• [What is required]
Go through the data below. List every line that holds the word "pool".

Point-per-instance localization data
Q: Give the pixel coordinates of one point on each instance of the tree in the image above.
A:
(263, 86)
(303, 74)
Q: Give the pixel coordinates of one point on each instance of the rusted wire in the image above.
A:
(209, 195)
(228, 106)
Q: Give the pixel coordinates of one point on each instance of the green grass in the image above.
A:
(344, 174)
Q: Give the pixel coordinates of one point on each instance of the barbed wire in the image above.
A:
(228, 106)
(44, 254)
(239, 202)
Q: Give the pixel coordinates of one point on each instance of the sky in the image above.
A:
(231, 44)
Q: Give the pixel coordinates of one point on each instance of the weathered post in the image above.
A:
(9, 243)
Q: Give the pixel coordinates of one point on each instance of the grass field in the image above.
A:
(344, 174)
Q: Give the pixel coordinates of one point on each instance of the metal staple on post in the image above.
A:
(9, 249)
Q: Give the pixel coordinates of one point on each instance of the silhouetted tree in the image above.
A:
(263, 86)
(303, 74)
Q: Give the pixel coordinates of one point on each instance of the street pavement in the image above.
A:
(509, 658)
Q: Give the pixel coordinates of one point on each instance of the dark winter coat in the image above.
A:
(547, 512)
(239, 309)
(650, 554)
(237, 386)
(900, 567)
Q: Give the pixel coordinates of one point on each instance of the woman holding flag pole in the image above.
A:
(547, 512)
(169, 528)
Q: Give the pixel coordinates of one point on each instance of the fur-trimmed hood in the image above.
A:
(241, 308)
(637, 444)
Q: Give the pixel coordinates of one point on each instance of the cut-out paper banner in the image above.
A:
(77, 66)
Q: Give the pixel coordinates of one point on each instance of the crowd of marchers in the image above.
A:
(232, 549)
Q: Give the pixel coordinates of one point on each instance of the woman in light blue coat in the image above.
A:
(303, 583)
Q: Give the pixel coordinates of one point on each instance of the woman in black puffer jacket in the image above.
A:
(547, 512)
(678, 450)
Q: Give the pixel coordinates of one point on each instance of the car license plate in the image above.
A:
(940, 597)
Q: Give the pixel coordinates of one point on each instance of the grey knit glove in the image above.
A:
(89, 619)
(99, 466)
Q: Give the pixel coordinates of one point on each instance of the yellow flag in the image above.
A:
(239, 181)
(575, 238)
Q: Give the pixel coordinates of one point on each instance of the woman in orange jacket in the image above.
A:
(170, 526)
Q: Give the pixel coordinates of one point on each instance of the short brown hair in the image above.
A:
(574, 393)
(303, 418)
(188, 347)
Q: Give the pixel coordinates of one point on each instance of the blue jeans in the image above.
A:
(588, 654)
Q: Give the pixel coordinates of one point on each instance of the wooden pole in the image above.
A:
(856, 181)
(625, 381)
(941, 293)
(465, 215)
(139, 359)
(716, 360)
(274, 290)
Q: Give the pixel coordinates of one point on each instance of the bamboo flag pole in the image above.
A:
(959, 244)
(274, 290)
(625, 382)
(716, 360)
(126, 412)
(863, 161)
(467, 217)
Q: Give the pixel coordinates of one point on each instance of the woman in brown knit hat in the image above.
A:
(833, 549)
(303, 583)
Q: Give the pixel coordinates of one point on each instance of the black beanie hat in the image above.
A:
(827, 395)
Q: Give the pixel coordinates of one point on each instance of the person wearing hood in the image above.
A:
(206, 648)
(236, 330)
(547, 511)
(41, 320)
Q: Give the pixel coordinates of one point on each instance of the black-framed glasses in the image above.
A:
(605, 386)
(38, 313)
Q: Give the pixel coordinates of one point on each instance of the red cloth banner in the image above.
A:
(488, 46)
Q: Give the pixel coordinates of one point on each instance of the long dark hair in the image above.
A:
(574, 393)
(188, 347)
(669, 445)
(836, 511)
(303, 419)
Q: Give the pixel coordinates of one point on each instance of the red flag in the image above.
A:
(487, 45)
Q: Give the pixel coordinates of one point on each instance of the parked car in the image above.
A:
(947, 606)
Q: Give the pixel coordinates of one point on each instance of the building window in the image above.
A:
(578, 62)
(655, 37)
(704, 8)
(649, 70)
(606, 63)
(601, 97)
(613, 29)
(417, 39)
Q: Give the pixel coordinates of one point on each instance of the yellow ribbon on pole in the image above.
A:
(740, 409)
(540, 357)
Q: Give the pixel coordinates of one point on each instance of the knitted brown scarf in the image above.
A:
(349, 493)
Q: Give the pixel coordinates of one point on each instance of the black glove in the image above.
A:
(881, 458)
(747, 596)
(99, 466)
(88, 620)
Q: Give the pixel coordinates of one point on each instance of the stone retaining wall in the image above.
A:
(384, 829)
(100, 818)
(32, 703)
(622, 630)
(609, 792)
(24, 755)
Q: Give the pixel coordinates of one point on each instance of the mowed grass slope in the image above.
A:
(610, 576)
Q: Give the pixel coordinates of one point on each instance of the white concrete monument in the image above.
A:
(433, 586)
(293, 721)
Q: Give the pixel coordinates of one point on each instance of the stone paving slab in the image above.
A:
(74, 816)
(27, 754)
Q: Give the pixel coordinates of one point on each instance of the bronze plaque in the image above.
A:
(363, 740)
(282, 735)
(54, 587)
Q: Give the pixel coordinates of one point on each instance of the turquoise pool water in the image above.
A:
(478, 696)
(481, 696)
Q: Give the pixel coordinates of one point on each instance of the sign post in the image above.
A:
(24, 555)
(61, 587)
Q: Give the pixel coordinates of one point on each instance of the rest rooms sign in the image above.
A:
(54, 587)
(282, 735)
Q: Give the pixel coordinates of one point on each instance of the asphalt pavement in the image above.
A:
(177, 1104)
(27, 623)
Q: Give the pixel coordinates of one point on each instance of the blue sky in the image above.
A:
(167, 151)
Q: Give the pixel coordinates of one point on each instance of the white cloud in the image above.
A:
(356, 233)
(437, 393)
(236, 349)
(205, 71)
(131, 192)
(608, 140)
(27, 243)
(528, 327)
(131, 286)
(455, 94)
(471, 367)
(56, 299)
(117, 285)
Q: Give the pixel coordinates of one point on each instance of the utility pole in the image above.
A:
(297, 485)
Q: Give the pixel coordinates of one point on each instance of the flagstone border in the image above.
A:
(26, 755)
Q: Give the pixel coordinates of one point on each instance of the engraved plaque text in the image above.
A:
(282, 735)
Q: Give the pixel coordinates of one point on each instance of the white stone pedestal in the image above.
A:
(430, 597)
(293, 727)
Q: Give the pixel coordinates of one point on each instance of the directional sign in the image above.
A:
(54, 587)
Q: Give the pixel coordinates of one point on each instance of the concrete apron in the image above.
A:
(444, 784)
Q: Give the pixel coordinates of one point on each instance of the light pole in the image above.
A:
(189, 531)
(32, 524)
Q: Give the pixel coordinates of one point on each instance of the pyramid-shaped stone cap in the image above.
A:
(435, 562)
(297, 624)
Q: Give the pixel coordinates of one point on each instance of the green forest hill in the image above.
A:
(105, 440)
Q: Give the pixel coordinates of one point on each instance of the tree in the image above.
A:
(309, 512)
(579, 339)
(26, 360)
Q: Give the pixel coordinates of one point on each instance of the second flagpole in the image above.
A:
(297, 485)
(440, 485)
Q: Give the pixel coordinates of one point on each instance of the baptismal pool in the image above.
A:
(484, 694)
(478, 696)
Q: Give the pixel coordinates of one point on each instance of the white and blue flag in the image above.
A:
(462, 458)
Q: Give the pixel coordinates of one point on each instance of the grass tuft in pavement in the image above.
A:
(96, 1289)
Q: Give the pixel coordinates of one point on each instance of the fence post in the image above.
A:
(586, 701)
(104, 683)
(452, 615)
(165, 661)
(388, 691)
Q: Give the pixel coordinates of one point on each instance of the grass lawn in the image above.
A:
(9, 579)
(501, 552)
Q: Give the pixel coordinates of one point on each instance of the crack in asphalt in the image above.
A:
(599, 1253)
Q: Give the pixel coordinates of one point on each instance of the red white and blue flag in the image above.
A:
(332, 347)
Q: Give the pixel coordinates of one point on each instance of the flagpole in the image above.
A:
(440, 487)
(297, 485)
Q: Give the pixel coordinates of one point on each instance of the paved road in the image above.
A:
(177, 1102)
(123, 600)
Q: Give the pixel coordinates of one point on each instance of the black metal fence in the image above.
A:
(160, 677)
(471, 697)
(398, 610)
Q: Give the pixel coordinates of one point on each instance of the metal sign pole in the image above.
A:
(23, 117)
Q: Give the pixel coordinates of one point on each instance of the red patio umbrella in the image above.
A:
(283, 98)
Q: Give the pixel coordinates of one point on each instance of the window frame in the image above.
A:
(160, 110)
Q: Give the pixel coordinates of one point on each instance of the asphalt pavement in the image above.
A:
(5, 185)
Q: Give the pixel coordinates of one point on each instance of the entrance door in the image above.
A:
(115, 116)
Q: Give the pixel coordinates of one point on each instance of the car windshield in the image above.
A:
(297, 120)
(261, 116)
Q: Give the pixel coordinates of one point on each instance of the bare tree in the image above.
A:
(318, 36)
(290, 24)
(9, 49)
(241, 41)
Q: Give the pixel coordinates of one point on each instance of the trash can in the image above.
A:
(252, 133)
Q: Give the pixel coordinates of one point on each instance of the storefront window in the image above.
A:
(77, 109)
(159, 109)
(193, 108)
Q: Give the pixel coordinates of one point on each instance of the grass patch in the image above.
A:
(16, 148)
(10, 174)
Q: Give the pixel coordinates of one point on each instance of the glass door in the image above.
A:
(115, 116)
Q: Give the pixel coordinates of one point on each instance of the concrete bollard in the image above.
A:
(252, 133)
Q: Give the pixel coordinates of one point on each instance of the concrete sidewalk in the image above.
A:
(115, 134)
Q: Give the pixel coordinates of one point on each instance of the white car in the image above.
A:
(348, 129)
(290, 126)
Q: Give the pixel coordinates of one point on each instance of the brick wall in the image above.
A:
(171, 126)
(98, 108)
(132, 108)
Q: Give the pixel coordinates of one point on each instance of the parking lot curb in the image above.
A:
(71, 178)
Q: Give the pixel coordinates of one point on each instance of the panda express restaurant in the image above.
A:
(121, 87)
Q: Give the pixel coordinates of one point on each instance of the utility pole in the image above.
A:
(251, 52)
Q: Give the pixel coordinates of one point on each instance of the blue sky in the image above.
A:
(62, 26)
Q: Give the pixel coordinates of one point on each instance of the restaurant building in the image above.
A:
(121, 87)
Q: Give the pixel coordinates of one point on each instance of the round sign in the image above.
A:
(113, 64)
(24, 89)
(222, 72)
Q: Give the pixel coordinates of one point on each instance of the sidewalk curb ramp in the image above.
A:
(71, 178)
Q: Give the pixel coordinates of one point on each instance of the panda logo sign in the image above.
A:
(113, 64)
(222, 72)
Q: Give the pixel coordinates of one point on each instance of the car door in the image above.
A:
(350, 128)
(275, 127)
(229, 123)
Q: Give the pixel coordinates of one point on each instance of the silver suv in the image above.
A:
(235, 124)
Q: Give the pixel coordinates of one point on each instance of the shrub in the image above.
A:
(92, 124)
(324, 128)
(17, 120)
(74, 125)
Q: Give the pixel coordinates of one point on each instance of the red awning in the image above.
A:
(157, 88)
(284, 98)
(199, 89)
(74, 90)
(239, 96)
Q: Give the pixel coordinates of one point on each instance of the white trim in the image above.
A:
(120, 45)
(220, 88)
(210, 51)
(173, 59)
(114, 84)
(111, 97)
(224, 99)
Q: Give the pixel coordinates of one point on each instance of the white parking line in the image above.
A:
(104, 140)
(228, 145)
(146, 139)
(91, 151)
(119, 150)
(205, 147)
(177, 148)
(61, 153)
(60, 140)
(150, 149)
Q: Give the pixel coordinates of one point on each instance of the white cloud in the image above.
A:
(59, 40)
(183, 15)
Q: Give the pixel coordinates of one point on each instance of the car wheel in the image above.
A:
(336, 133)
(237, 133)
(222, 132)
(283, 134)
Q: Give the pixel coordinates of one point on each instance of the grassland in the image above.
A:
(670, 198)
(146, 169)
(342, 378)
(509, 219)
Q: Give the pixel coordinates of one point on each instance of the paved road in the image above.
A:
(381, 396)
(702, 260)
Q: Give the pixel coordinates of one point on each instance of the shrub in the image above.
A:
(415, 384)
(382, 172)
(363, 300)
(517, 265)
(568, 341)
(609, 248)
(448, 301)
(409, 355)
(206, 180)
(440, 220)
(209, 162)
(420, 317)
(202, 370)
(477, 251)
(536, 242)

• [Result of the task]
Q: Give the pixel coordinates of one point on each instance of the turquoise pool water in the image above.
Q: Give the pixel coordinates of one point on each instance of the baptismal pool in the image above.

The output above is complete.